Given entries:

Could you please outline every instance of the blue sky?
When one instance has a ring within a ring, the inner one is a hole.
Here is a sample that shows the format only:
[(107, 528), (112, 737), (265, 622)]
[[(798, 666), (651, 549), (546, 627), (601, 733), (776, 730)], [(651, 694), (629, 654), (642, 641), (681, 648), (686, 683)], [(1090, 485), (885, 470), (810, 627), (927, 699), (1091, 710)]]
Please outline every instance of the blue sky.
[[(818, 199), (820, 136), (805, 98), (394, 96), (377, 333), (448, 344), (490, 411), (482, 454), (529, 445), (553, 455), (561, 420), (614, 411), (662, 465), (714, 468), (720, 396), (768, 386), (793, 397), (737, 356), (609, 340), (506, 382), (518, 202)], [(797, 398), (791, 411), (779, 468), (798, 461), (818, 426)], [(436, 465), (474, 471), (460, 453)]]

==

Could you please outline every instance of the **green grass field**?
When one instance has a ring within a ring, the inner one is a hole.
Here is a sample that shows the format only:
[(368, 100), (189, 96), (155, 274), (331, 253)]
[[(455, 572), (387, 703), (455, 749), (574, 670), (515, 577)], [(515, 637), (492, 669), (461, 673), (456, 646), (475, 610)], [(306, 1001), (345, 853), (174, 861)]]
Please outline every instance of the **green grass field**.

---

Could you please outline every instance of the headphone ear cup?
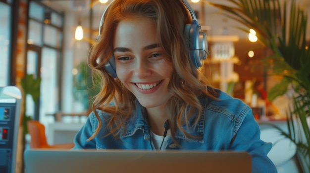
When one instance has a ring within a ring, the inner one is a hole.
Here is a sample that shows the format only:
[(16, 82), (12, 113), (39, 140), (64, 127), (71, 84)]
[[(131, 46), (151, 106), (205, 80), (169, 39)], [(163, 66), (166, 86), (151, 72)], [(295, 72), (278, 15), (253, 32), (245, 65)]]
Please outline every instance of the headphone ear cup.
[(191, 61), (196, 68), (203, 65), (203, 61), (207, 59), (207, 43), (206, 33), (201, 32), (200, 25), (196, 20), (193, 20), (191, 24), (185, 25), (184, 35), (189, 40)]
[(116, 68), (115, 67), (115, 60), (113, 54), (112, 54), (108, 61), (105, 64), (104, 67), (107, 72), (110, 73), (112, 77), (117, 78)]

Exercise description: Could you repeat the records from the line with "Could you please outline every instance of the blue" up to and including the line with "[(107, 528), (112, 737), (265, 622)]", swapping "sample" for "example" and leaving everything else unchanged?

Output of the exercise:
Could you please outline every instance of the blue sky?
When one instance has a ring within a ring, the inner one is a hole.
Here is a example that shows the format only:
[(107, 528), (112, 737), (265, 622)]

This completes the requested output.